Excerpted records

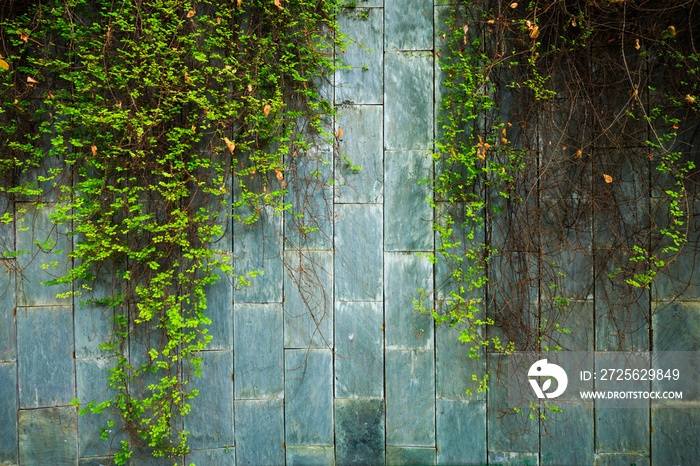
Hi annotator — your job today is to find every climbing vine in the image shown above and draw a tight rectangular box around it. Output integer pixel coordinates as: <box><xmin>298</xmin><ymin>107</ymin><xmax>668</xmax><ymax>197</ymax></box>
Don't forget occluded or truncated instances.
<box><xmin>0</xmin><ymin>0</ymin><xmax>343</xmax><ymax>464</ymax></box>
<box><xmin>418</xmin><ymin>0</ymin><xmax>700</xmax><ymax>402</ymax></box>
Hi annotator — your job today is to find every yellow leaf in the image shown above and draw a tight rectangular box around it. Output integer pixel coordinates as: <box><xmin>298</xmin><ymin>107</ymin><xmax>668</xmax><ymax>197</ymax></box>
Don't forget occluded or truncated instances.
<box><xmin>224</xmin><ymin>138</ymin><xmax>236</xmax><ymax>154</ymax></box>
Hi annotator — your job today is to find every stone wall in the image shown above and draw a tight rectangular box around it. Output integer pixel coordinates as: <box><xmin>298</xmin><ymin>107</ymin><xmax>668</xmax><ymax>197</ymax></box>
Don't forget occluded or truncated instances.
<box><xmin>0</xmin><ymin>0</ymin><xmax>700</xmax><ymax>466</ymax></box>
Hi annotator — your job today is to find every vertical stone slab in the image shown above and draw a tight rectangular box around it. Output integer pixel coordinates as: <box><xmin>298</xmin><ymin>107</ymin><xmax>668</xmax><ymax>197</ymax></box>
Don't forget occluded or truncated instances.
<box><xmin>0</xmin><ymin>362</ymin><xmax>17</xmax><ymax>464</ymax></box>
<box><xmin>386</xmin><ymin>350</ymin><xmax>435</xmax><ymax>447</ymax></box>
<box><xmin>335</xmin><ymin>106</ymin><xmax>384</xmax><ymax>203</ymax></box>
<box><xmin>335</xmin><ymin>302</ymin><xmax>384</xmax><ymax>398</ymax></box>
<box><xmin>284</xmin><ymin>251</ymin><xmax>333</xmax><ymax>348</ymax></box>
<box><xmin>184</xmin><ymin>351</ymin><xmax>234</xmax><ymax>450</ymax></box>
<box><xmin>0</xmin><ymin>266</ymin><xmax>17</xmax><ymax>362</ymax></box>
<box><xmin>19</xmin><ymin>406</ymin><xmax>78</xmax><ymax>466</ymax></box>
<box><xmin>384</xmin><ymin>151</ymin><xmax>433</xmax><ymax>251</ymax></box>
<box><xmin>651</xmin><ymin>404</ymin><xmax>700</xmax><ymax>465</ymax></box>
<box><xmin>335</xmin><ymin>9</ymin><xmax>384</xmax><ymax>105</ymax></box>
<box><xmin>233</xmin><ymin>304</ymin><xmax>284</xmax><ymax>399</ymax></box>
<box><xmin>16</xmin><ymin>203</ymin><xmax>72</xmax><ymax>306</ymax></box>
<box><xmin>75</xmin><ymin>358</ymin><xmax>128</xmax><ymax>456</ymax></box>
<box><xmin>233</xmin><ymin>207</ymin><xmax>284</xmax><ymax>303</ymax></box>
<box><xmin>236</xmin><ymin>400</ymin><xmax>284</xmax><ymax>466</ymax></box>
<box><xmin>17</xmin><ymin>307</ymin><xmax>75</xmax><ymax>408</ymax></box>
<box><xmin>437</xmin><ymin>400</ymin><xmax>486</xmax><ymax>464</ymax></box>
<box><xmin>384</xmin><ymin>52</ymin><xmax>433</xmax><ymax>151</ymax></box>
<box><xmin>284</xmin><ymin>349</ymin><xmax>333</xmax><ymax>444</ymax></box>
<box><xmin>486</xmin><ymin>354</ymin><xmax>539</xmax><ymax>454</ymax></box>
<box><xmin>386</xmin><ymin>446</ymin><xmax>435</xmax><ymax>466</ymax></box>
<box><xmin>287</xmin><ymin>446</ymin><xmax>335</xmax><ymax>466</ymax></box>
<box><xmin>335</xmin><ymin>204</ymin><xmax>383</xmax><ymax>301</ymax></box>
<box><xmin>384</xmin><ymin>253</ymin><xmax>434</xmax><ymax>349</ymax></box>
<box><xmin>540</xmin><ymin>402</ymin><xmax>595</xmax><ymax>464</ymax></box>
<box><xmin>335</xmin><ymin>399</ymin><xmax>384</xmax><ymax>466</ymax></box>
<box><xmin>435</xmin><ymin>320</ymin><xmax>486</xmax><ymax>401</ymax></box>
<box><xmin>184</xmin><ymin>446</ymin><xmax>236</xmax><ymax>466</ymax></box>
<box><xmin>384</xmin><ymin>0</ymin><xmax>433</xmax><ymax>51</ymax></box>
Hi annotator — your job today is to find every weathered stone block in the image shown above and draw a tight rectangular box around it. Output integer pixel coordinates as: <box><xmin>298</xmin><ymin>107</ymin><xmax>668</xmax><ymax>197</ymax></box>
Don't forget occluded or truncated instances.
<box><xmin>17</xmin><ymin>307</ymin><xmax>75</xmax><ymax>408</ymax></box>
<box><xmin>386</xmin><ymin>446</ymin><xmax>435</xmax><ymax>466</ymax></box>
<box><xmin>335</xmin><ymin>204</ymin><xmax>383</xmax><ymax>301</ymax></box>
<box><xmin>287</xmin><ymin>446</ymin><xmax>335</xmax><ymax>466</ymax></box>
<box><xmin>19</xmin><ymin>406</ymin><xmax>78</xmax><ymax>466</ymax></box>
<box><xmin>384</xmin><ymin>53</ymin><xmax>433</xmax><ymax>149</ymax></box>
<box><xmin>233</xmin><ymin>304</ymin><xmax>284</xmax><ymax>399</ymax></box>
<box><xmin>184</xmin><ymin>351</ymin><xmax>234</xmax><ymax>450</ymax></box>
<box><xmin>0</xmin><ymin>362</ymin><xmax>17</xmax><ymax>464</ymax></box>
<box><xmin>384</xmin><ymin>253</ymin><xmax>434</xmax><ymax>349</ymax></box>
<box><xmin>236</xmin><ymin>400</ymin><xmax>284</xmax><ymax>465</ymax></box>
<box><xmin>541</xmin><ymin>402</ymin><xmax>595</xmax><ymax>466</ymax></box>
<box><xmin>384</xmin><ymin>151</ymin><xmax>433</xmax><ymax>251</ymax></box>
<box><xmin>384</xmin><ymin>0</ymin><xmax>433</xmax><ymax>50</ymax></box>
<box><xmin>335</xmin><ymin>9</ymin><xmax>384</xmax><ymax>104</ymax></box>
<box><xmin>335</xmin><ymin>302</ymin><xmax>384</xmax><ymax>398</ymax></box>
<box><xmin>284</xmin><ymin>251</ymin><xmax>333</xmax><ymax>348</ymax></box>
<box><xmin>284</xmin><ymin>349</ymin><xmax>333</xmax><ymax>444</ymax></box>
<box><xmin>437</xmin><ymin>400</ymin><xmax>486</xmax><ymax>464</ymax></box>
<box><xmin>385</xmin><ymin>350</ymin><xmax>435</xmax><ymax>447</ymax></box>
<box><xmin>335</xmin><ymin>399</ymin><xmax>384</xmax><ymax>466</ymax></box>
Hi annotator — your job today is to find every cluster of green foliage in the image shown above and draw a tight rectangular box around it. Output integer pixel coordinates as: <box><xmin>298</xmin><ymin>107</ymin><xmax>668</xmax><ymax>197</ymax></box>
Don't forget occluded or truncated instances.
<box><xmin>416</xmin><ymin>0</ymin><xmax>700</xmax><ymax>402</ymax></box>
<box><xmin>0</xmin><ymin>0</ymin><xmax>343</xmax><ymax>464</ymax></box>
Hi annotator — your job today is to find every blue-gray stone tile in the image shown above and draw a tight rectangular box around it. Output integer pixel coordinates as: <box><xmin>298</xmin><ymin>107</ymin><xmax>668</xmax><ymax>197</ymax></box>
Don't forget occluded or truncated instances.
<box><xmin>384</xmin><ymin>52</ymin><xmax>433</xmax><ymax>151</ymax></box>
<box><xmin>284</xmin><ymin>349</ymin><xmax>333</xmax><ymax>444</ymax></box>
<box><xmin>17</xmin><ymin>307</ymin><xmax>75</xmax><ymax>408</ymax></box>
<box><xmin>335</xmin><ymin>204</ymin><xmax>383</xmax><ymax>301</ymax></box>
<box><xmin>184</xmin><ymin>351</ymin><xmax>234</xmax><ymax>450</ymax></box>
<box><xmin>235</xmin><ymin>399</ymin><xmax>284</xmax><ymax>465</ymax></box>
<box><xmin>335</xmin><ymin>302</ymin><xmax>384</xmax><ymax>398</ymax></box>
<box><xmin>184</xmin><ymin>446</ymin><xmax>236</xmax><ymax>466</ymax></box>
<box><xmin>335</xmin><ymin>9</ymin><xmax>384</xmax><ymax>105</ymax></box>
<box><xmin>284</xmin><ymin>251</ymin><xmax>333</xmax><ymax>348</ymax></box>
<box><xmin>335</xmin><ymin>105</ymin><xmax>384</xmax><ymax>203</ymax></box>
<box><xmin>651</xmin><ymin>404</ymin><xmax>700</xmax><ymax>465</ymax></box>
<box><xmin>385</xmin><ymin>350</ymin><xmax>435</xmax><ymax>448</ymax></box>
<box><xmin>386</xmin><ymin>446</ymin><xmax>435</xmax><ymax>466</ymax></box>
<box><xmin>384</xmin><ymin>253</ymin><xmax>434</xmax><ymax>349</ymax></box>
<box><xmin>204</xmin><ymin>258</ymin><xmax>234</xmax><ymax>350</ymax></box>
<box><xmin>437</xmin><ymin>400</ymin><xmax>486</xmax><ymax>464</ymax></box>
<box><xmin>335</xmin><ymin>399</ymin><xmax>384</xmax><ymax>466</ymax></box>
<box><xmin>233</xmin><ymin>303</ymin><xmax>284</xmax><ymax>399</ymax></box>
<box><xmin>233</xmin><ymin>207</ymin><xmax>284</xmax><ymax>303</ymax></box>
<box><xmin>435</xmin><ymin>310</ymin><xmax>486</xmax><ymax>401</ymax></box>
<box><xmin>19</xmin><ymin>406</ymin><xmax>78</xmax><ymax>466</ymax></box>
<box><xmin>284</xmin><ymin>150</ymin><xmax>335</xmax><ymax>250</ymax></box>
<box><xmin>384</xmin><ymin>0</ymin><xmax>433</xmax><ymax>50</ymax></box>
<box><xmin>0</xmin><ymin>362</ymin><xmax>17</xmax><ymax>464</ymax></box>
<box><xmin>17</xmin><ymin>203</ymin><xmax>72</xmax><ymax>306</ymax></box>
<box><xmin>488</xmin><ymin>451</ymin><xmax>540</xmax><ymax>466</ymax></box>
<box><xmin>487</xmin><ymin>354</ymin><xmax>539</xmax><ymax>454</ymax></box>
<box><xmin>384</xmin><ymin>151</ymin><xmax>433</xmax><ymax>251</ymax></box>
<box><xmin>75</xmin><ymin>358</ymin><xmax>127</xmax><ymax>456</ymax></box>
<box><xmin>540</xmin><ymin>401</ymin><xmax>595</xmax><ymax>466</ymax></box>
<box><xmin>287</xmin><ymin>446</ymin><xmax>335</xmax><ymax>466</ymax></box>
<box><xmin>593</xmin><ymin>453</ymin><xmax>651</xmax><ymax>466</ymax></box>
<box><xmin>0</xmin><ymin>266</ymin><xmax>17</xmax><ymax>362</ymax></box>
<box><xmin>652</xmin><ymin>301</ymin><xmax>700</xmax><ymax>351</ymax></box>
<box><xmin>595</xmin><ymin>407</ymin><xmax>649</xmax><ymax>454</ymax></box>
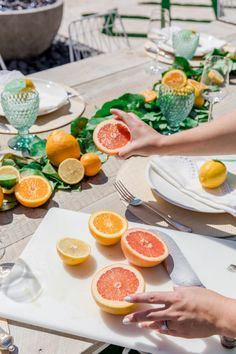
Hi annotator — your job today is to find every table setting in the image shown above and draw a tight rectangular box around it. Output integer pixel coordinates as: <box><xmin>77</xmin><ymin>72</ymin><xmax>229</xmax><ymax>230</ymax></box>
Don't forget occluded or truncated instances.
<box><xmin>0</xmin><ymin>18</ymin><xmax>236</xmax><ymax>354</ymax></box>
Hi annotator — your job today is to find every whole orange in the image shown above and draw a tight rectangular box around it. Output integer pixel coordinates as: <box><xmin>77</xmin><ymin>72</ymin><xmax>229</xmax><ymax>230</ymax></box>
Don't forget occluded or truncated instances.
<box><xmin>0</xmin><ymin>187</ymin><xmax>4</xmax><ymax>208</ymax></box>
<box><xmin>46</xmin><ymin>130</ymin><xmax>80</xmax><ymax>167</ymax></box>
<box><xmin>80</xmin><ymin>152</ymin><xmax>102</xmax><ymax>177</ymax></box>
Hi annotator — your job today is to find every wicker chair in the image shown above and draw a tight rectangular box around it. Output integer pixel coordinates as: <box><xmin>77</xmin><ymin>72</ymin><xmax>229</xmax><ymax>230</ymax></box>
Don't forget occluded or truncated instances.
<box><xmin>68</xmin><ymin>9</ymin><xmax>130</xmax><ymax>62</ymax></box>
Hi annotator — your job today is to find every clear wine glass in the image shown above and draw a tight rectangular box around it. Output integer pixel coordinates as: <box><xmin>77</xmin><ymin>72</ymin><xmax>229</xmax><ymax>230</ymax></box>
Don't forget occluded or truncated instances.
<box><xmin>201</xmin><ymin>55</ymin><xmax>230</xmax><ymax>122</ymax></box>
<box><xmin>147</xmin><ymin>7</ymin><xmax>170</xmax><ymax>74</ymax></box>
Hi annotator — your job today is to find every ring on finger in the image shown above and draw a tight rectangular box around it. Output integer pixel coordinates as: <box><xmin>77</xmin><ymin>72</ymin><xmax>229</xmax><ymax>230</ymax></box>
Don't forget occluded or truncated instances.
<box><xmin>160</xmin><ymin>320</ymin><xmax>169</xmax><ymax>331</ymax></box>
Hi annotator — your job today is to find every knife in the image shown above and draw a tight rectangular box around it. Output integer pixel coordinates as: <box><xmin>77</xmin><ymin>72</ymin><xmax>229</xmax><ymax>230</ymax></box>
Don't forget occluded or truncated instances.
<box><xmin>150</xmin><ymin>229</ymin><xmax>236</xmax><ymax>349</ymax></box>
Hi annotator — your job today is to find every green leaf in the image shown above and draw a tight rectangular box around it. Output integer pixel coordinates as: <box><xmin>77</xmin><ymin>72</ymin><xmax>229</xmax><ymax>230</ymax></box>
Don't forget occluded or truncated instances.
<box><xmin>94</xmin><ymin>98</ymin><xmax>127</xmax><ymax>118</ymax></box>
<box><xmin>42</xmin><ymin>161</ymin><xmax>61</xmax><ymax>181</ymax></box>
<box><xmin>70</xmin><ymin>117</ymin><xmax>88</xmax><ymax>138</ymax></box>
<box><xmin>29</xmin><ymin>140</ymin><xmax>46</xmax><ymax>157</ymax></box>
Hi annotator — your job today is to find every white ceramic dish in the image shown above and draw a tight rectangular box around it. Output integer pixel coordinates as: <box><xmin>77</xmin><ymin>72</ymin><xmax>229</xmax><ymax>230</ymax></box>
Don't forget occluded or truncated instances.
<box><xmin>146</xmin><ymin>163</ymin><xmax>224</xmax><ymax>214</ymax></box>
<box><xmin>159</xmin><ymin>27</ymin><xmax>226</xmax><ymax>57</ymax></box>
<box><xmin>0</xmin><ymin>208</ymin><xmax>236</xmax><ymax>354</ymax></box>
<box><xmin>0</xmin><ymin>78</ymin><xmax>67</xmax><ymax>116</ymax></box>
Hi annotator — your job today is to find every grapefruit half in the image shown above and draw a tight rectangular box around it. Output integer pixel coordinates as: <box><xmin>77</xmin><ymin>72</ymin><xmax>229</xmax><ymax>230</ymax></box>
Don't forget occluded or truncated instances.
<box><xmin>93</xmin><ymin>119</ymin><xmax>131</xmax><ymax>155</ymax></box>
<box><xmin>91</xmin><ymin>264</ymin><xmax>145</xmax><ymax>315</ymax></box>
<box><xmin>121</xmin><ymin>228</ymin><xmax>168</xmax><ymax>267</ymax></box>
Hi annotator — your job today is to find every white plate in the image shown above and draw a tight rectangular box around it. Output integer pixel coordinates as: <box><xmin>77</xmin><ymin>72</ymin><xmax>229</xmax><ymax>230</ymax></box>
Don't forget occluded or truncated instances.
<box><xmin>0</xmin><ymin>208</ymin><xmax>236</xmax><ymax>354</ymax></box>
<box><xmin>0</xmin><ymin>78</ymin><xmax>67</xmax><ymax>116</ymax></box>
<box><xmin>146</xmin><ymin>162</ymin><xmax>224</xmax><ymax>214</ymax></box>
<box><xmin>160</xmin><ymin>27</ymin><xmax>226</xmax><ymax>57</ymax></box>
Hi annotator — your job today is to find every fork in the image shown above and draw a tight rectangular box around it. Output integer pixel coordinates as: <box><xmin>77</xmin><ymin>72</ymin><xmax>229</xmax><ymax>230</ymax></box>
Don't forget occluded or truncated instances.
<box><xmin>114</xmin><ymin>180</ymin><xmax>192</xmax><ymax>232</ymax></box>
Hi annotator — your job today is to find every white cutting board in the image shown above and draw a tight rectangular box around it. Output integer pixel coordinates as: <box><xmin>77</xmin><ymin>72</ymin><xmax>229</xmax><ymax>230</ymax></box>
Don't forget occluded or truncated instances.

Exercise objective
Find every line in the data that contains the word "glass" and copy each of those lines. Case matters.

Answer to the exercise
Hi annotator — your job today is to find every clear wine glass in the image shown above and draw a tight rectangular box around it. Output integer pixel coordinates as: <box><xmin>77</xmin><ymin>72</ymin><xmax>229</xmax><ymax>230</ymax></box>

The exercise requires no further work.